What is needed: In all of the items, change "marker" to "point" and write them out again with everything else as it is. Leave the pictures out of your answer.

********************

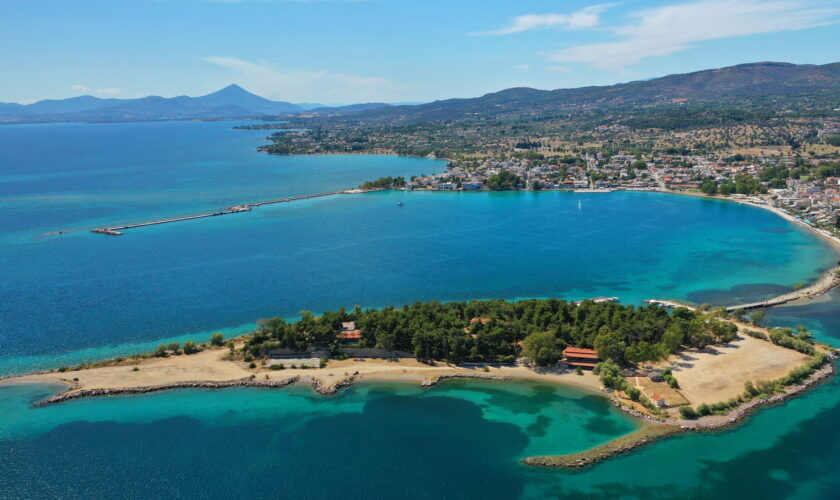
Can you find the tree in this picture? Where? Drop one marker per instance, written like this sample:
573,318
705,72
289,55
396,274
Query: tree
688,413
709,187
503,180
541,348
610,374
610,345
190,347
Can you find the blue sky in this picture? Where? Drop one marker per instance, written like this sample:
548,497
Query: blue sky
343,51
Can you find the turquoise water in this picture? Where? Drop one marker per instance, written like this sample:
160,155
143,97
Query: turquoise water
80,296
461,439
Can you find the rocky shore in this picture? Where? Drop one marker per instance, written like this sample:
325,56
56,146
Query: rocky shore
655,428
644,436
86,393
328,390
436,380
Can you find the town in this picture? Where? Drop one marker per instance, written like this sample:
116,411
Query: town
807,188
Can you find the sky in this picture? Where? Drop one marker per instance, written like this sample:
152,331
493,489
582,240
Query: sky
348,51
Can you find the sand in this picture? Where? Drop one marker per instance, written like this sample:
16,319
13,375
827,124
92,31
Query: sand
210,366
718,373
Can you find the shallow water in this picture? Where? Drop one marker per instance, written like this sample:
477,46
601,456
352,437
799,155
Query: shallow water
81,296
380,440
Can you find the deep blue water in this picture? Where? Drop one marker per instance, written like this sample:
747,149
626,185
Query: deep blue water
81,296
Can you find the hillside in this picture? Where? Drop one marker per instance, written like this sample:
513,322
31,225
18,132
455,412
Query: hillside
734,85
230,102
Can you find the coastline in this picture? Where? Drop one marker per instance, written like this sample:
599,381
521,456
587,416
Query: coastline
210,370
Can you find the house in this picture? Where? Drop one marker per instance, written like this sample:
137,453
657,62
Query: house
659,401
350,337
349,334
579,357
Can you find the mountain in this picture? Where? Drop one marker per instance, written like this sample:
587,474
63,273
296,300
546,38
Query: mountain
230,102
352,108
743,83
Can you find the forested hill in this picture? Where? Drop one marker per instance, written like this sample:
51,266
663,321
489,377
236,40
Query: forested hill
744,84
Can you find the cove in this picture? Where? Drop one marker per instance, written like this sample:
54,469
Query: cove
375,440
81,297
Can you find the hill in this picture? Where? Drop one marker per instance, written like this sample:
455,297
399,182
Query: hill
230,102
734,85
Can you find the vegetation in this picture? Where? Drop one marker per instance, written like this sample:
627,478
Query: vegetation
541,348
499,331
668,377
503,180
784,337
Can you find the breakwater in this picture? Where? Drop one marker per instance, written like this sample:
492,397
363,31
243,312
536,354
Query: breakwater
86,393
235,209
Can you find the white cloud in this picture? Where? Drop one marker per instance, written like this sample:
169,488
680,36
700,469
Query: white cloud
673,28
310,85
587,17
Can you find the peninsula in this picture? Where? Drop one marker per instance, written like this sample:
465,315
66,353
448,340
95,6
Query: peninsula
676,370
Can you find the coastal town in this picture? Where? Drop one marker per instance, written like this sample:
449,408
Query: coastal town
806,188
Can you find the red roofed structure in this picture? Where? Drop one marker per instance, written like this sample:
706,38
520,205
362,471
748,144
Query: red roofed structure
351,337
577,356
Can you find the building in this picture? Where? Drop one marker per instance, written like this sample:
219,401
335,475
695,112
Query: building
579,357
350,337
659,401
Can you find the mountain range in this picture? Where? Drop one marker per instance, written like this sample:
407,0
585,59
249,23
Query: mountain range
739,84
230,102
733,85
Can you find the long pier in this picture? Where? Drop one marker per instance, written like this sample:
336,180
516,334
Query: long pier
235,209
828,281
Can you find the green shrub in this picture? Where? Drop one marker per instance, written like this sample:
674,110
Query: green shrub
190,347
688,413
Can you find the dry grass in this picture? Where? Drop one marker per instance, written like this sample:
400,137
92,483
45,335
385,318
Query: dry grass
718,373
648,387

********************

Problem solution:
Can you find the tree in this picture? Where? Drop one point per instance, written like this sample:
573,318
705,72
289,55
396,274
Query: tree
688,413
709,187
503,180
541,348
610,374
610,345
190,347
Can you find the blue sky in this picture? Where? Drop one point per instance, written like this sample:
548,497
Query: blue sky
343,51
Can you find the turquoise water in this picture? Where? Drop one point per instance, written like this sample:
160,155
143,97
Query: turquoise water
80,296
461,439
Can you find the rocky shore in this picture? Where? Drop one point per instance, written like this sample:
325,56
56,146
Query: rocky shore
655,428
644,436
86,393
328,390
436,380
Can you find the town in this picture? Where? Drop one point per instance, written like this sample:
116,411
Query: town
807,188
Can you find the sky in this picture? Where? Drop one point per instance, written like this sample:
152,331
493,489
582,240
Query: sky
348,51
Can you find the sand in this picture? Where? Drop one point per instance, written like this sample:
16,319
13,375
827,124
92,31
Query: sand
210,366
718,373
Can you find the shallow water in this picture? Where? Drop one point per instance, written like this sample:
477,46
601,456
352,437
799,155
Query: shallow water
81,296
380,440
Can you find the deep blue water in this picture? Where? Drop one point per instance, written like this sample:
747,149
626,185
Query: deep blue water
81,296
Can you find the hillside in this picture? Where? Drop one point per instance, written like this sample:
513,322
31,225
18,132
455,412
Query: hillside
734,85
230,102
Can you find the coastline in this picture? Where? Drop one point per instance, written like this sample:
599,381
521,456
587,416
Query: coastline
210,370
Can you find the house in this picture? Where? Drop one point per instance, written like this sample:
137,453
657,62
Query: house
659,401
350,337
349,334
579,357
Can you find the mountain in this picture? Where? Drop one point per instance, written like this sample:
587,474
63,273
296,300
546,38
Query: mountain
230,102
352,108
743,83
Can you find the forested hill in this picture? Where? Drop one point per instance, written like this sample:
51,266
663,321
489,377
236,40
Query: forested hill
744,84
Can you find the cove in this picture? Where? Drop one point per instance, written like this sample:
54,469
Query: cove
375,440
81,297
Can you find the hill in this picture? Where? Drop one point per instance, written like this sample:
455,297
399,182
Query: hill
230,102
734,85
Can you find the vegetation in this picture? Where? Drop one point per instance, written like this sample:
627,478
Query: vegetation
541,348
499,331
668,377
503,180
784,337
Can you find the breakwater in this picture? Where? Drop one point per instance, written like this sample:
492,397
363,31
243,312
536,354
Query: breakwater
86,393
235,209
Can you find the white cloud in this picture? Where? Drop one point per instance, written like this sample:
169,488
680,36
700,469
Query: white cloud
673,28
310,85
587,17
Can you find the peninsula in this picture? Where? Drop one point per instance, written like this sample:
465,315
66,353
448,340
95,6
Query: peninsula
676,370
Can you find the coastal town in this picture? Where? Drop one point per instance, written like this sample:
449,408
Query: coastal town
806,188
Can you find the red roofed structure in this picture? Where? Drop one point per instance, written like this sample:
706,38
520,205
362,471
748,144
Query: red roofed structure
351,337
577,356
Can you find the building in this picture? Where? Drop one point per instance, written like this sample:
219,401
335,475
695,112
Query: building
579,357
350,337
659,401
Can you find the mountain range in this picture? Where? Drop one point per instance, written like this sample:
407,0
585,59
249,23
Query: mountain range
739,84
230,102
733,85
Can you find the long pier in this picture? Where? Drop one point per instance, written like this sample:
336,180
516,334
Query: long pier
235,209
828,281
Can you find the green shrub in this picture? Where? Drop one point per instance, written like this sample:
674,110
Query: green shrub
190,347
688,413
Can you find the dry grass in this picture? Where? Drop one point per instance, written like this sample:
400,137
92,483
45,335
385,318
Query: dry grass
718,373
648,387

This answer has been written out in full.